--- start of Data ---
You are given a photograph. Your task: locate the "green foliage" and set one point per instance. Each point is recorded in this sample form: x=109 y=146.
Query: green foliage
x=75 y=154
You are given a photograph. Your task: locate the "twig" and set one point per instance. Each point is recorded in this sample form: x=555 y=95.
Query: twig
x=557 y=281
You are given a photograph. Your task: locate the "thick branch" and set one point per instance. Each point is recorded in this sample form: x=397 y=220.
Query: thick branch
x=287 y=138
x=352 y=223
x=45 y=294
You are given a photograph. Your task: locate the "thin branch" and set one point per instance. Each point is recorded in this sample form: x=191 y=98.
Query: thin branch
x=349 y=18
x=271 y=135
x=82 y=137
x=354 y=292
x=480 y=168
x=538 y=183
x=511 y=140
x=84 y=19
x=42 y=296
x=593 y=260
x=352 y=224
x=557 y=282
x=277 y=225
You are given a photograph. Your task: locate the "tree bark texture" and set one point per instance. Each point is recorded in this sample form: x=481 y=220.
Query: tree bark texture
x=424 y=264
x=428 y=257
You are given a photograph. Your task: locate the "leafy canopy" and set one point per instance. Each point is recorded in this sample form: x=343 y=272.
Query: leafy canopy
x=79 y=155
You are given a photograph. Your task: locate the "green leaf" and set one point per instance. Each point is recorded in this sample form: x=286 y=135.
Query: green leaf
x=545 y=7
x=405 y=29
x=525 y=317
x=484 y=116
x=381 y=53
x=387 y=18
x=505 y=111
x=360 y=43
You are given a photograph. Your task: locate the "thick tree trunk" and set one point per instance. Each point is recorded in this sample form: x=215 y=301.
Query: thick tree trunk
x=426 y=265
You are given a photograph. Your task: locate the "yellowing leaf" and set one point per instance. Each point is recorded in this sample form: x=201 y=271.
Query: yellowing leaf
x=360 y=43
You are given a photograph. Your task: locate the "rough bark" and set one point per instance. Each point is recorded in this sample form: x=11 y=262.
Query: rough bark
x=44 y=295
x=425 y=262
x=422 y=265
--- end of Data ---
Format the lines as a numbered list, from the line containing "form: x=215 y=301." through the end of the items, leaving out any blank lines.

1. You are given a photograph. Your task: locate the "thick tree trunk" and set one point per instance. Each point is recorded in this sample form: x=215 y=301.
2. Query: thick tree trunk
3. x=426 y=265
4. You are given a photograph. Your task: locate the "yellowing leaf" and set one point per instance. Each point is recorded in this sample form: x=201 y=271.
5. Query: yellowing leaf
6. x=360 y=43
7. You are given a photograph. Your task: locate the "rough bark" and set one point per instance. Each point is recorded in this sample form: x=11 y=262.
8. Query: rough bark
9. x=44 y=295
10. x=425 y=262
11. x=422 y=265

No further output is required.